**TEXT EXCERPT:**
■ ■ ■ ■ ■

Product development, innovation and marketing are driving European soy sales to new heights. Dominic Dyer reports.
Soy foods are becoming one of the most rapidly expanding sectors in the European food industry. The market is being driven by product development, innovation and marketing, and by external factors, such as consumer concerns about GMOs and increasing growing awareness of soy health benefits.
Soy foods manufacturers in Europe, encouraged by US trends, are gearing up to drive the European market forward. In the US, the overall market for soy foods is valued at more than $3 billion.
Although the market for soy foods in Europe has been slower to develop, during the past five years there has been substantial growth, particularly in the UK, Belgium, Holland and Germany. The market for healthy foods in the five biggest European markets (UK, Germany, France, Italy and Holland) is worth in excess of $40.6 billion, of which the soy foods sector is valued in excess of $1.4 billion.
The UK has the largest health food category, with a soy meat-alternative sector worth $145 million and a soy dairy-alternative sector worth in excess of $43.6 million, according to the Realeat Survey 2002 from UK-based Haldane Foods. Recent independent research conducted in the UK indicates more than 50 per cent of consumers have eaten soy foods products in the past year. Almost 30 per cent eat soy foods once a week, and seven per cent more than three times a week. Favourites on the soy menu include tofu, soy milk and soy margarine. Soy yoghurt and soy ice cream also are becoming increasingly popular.
Five critical areas are driving the soy market forward:
- Health. Recent consumer surveys have confirmed that 75 per cent of European consumers believe there is a link between health and food. Seventy-nine per cent believe diet is an appropriate way to prevent diseases, and 62 per cent watch their diet and look for new products.

■ ■ ■ ■ ■

**SUPPLIED ENTRIES:**
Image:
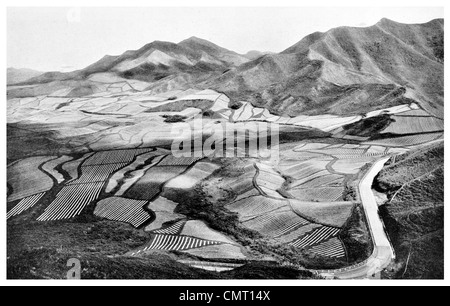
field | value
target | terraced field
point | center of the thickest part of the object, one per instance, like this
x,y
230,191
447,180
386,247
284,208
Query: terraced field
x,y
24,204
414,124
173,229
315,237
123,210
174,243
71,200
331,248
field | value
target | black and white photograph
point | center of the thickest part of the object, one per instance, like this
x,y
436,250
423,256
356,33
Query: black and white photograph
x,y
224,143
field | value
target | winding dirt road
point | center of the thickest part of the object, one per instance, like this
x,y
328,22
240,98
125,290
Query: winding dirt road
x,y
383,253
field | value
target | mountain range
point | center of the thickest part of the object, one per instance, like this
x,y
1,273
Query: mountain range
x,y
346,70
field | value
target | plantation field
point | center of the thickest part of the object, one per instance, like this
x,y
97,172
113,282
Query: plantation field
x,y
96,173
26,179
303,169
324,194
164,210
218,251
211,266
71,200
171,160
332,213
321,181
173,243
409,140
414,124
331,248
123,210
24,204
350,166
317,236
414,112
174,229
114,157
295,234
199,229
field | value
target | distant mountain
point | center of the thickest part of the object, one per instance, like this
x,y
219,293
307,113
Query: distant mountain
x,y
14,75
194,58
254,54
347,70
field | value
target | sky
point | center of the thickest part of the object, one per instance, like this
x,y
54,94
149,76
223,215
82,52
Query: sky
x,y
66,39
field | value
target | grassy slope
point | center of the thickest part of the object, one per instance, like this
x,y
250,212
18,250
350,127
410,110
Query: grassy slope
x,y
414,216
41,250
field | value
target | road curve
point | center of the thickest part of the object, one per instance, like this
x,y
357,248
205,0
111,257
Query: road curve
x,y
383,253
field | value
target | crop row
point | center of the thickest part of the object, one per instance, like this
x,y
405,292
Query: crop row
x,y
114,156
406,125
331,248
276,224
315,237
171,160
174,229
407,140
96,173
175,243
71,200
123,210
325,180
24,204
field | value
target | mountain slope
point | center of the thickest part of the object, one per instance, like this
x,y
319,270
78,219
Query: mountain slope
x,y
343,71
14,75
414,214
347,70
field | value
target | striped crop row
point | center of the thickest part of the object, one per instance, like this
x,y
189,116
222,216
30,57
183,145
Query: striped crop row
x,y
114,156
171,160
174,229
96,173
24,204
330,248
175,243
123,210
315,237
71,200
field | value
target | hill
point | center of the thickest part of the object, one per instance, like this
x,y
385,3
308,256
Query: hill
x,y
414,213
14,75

■ ■ ■ ■ ■

**REQUIRED ACTION:** Continue the article on European soy food sales, starting right after its last sentence.

**RESULT FOR THIS TASK:**
- Product Innovation. With consumers leading increasingly busy lifestyles, the availability of a wider choice of soy-based food products is stimulating further growth in the sector. Manufacturers have eliminated negative taste and digestive factors and have optimised flavour and natural sweetness to produce an increasing range of products that are convenient and attractive to consumers.
- Marketing. Increasingly sophisticated marketing campaigns and product packaging are improving the image of soy foods. Major food retailers also are making soy foods more widely available to supermarket shoppers.
- Food Concerns. During the past five years, European consumers have been concerned about the genetic modification of food. This has resulted in major food retailers seeking non-GM soy sources. Food manufacturers have reacted to these concerns by segregating soybean supplies and introducing identity preserved traceability systems to supply non-GMO soy.
Concerns about GMOs have boosted the demand for organic soy food products. The organic food sector is now the fastest growing sector of the European food industry, and the soy sector has benefited from this trend.
- Health Claims. Unlike the US, where the FDA has authorised a heart-health claim for soy protein, Europe has no regulatory procedure for health claims. Voluntary codes of practice have been developed in many EU member states, but the EU is still a long way from having any conti-nent wide health claim system.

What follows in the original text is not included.